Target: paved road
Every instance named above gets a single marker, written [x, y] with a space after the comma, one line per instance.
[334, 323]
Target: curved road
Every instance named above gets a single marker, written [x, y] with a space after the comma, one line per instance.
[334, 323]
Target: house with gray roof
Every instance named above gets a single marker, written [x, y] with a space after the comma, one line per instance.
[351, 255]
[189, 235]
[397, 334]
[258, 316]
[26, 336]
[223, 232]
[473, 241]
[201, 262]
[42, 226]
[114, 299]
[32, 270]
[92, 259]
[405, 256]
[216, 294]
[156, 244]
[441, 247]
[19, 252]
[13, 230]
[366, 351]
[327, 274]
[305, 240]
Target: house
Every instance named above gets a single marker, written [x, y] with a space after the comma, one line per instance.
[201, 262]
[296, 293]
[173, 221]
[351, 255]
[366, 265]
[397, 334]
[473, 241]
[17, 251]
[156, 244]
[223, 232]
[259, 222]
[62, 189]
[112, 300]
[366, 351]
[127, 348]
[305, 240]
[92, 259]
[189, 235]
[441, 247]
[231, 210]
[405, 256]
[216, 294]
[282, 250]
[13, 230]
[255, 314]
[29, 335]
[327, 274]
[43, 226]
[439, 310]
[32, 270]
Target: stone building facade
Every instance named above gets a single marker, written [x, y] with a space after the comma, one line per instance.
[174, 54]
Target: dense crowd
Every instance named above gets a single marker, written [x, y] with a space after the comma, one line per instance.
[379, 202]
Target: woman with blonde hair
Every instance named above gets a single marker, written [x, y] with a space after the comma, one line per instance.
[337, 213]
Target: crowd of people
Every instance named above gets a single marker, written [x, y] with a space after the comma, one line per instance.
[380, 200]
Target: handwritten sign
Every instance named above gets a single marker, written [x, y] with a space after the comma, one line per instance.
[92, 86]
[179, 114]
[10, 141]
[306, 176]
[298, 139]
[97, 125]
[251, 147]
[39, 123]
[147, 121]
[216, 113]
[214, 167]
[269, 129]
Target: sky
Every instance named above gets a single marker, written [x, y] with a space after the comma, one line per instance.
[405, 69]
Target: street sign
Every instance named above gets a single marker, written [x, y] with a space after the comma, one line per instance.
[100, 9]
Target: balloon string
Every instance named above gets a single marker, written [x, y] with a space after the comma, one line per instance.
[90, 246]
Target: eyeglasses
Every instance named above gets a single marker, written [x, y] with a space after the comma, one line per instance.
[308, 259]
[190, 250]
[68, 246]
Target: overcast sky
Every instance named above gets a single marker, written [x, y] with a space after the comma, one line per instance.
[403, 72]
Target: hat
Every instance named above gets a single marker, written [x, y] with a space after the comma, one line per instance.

Required task —
Set out every line of the listing above as a numbered list, skipping any blank lines.

Full answer —
1. Target: paved road
2. Every instance named above gets a single marker, written [x, y] with a space after the comma, one line per instance.
3. [334, 323]
4. Target: curved road
5. Every instance named above gets a single marker, written [x, y] with a space after the comma, one line per instance.
6. [334, 323]
7. Target: house with gray roof
8. Every instance named above gets a single marker, written [x, y] with a space after the comma, one line per instance.
9. [351, 255]
10. [189, 235]
11. [397, 334]
12. [258, 316]
13. [26, 336]
14. [223, 232]
15. [473, 241]
16. [201, 262]
17. [42, 226]
18. [114, 299]
19. [32, 270]
20. [92, 259]
21. [405, 256]
22. [216, 294]
23. [156, 244]
24. [441, 247]
25. [19, 252]
26. [13, 230]
27. [366, 351]
28. [327, 274]
29. [305, 240]
30. Target: house
31. Every instance named above gets a single marker, written [x, y] with a space after the comma, one line per instance.
32. [201, 262]
33. [296, 293]
34. [173, 221]
35. [351, 255]
36. [366, 265]
37. [397, 334]
38. [473, 241]
39. [17, 251]
40. [156, 244]
41. [223, 232]
42. [259, 222]
43. [62, 189]
44. [112, 300]
45. [366, 351]
46. [127, 348]
47. [305, 240]
48. [92, 259]
49. [189, 235]
50. [441, 247]
51. [231, 210]
52. [405, 256]
53. [216, 294]
54. [282, 250]
55. [13, 230]
56. [255, 314]
57. [29, 335]
58. [327, 274]
59. [43, 226]
60. [439, 310]
61. [32, 270]
62. Target: stone building facade
63. Every instance named above gets a single marker, written [x, y] with a space after the comma, one line per instance.
64. [174, 54]
65. Target: dense crowd
66. Every instance named above gets a single marker, written [x, y] with a space after the comma, one line per instance.
67. [379, 202]
68. Target: woman with blonde hair
69. Every instance named above gets a single marker, written [x, y] with a space after the comma, one line per instance.
70. [337, 213]
71. Target: crowd of people
72. Every instance named above gets a single marker, written [x, y] with a space after the comma, one line per instance.
73. [380, 200]
74. Target: handwritten sign
75. Every instance named above gets a single marker, written [x, y] with a space after the comma, one line per instance.
76. [92, 86]
77. [179, 114]
78. [10, 141]
79. [306, 176]
80. [298, 139]
81. [97, 125]
82. [251, 147]
83. [39, 123]
84. [147, 121]
85. [216, 113]
86. [214, 167]
87. [269, 129]
88. Target: sky
89. Every instance named above gets a single marker, written [x, y] with a space after the comma, one line per instance.
90. [405, 69]
91. Target: street sign
92. Every instance named above gets a single marker, written [x, y] with a space after the comma, one line per instance.
93. [100, 9]
94. Target: balloon string
95. Every instance named above gets a single marker, written [x, y] with a space after the comma, one line per instance.
96. [90, 246]
97. Target: eyeglasses
98. Every instance named above gets a single marker, written [x, y] with a space after the comma, one line per instance.
99. [308, 259]
100. [190, 250]
101. [68, 246]
102. Target: overcast sky
103. Every instance named above gets a single marker, written [x, y] with a space after the comma, one line per instance.
104. [403, 72]
105. Target: hat
106. Every instance named above gets a single marker, written [x, y] with a space after the comma, one line per instance.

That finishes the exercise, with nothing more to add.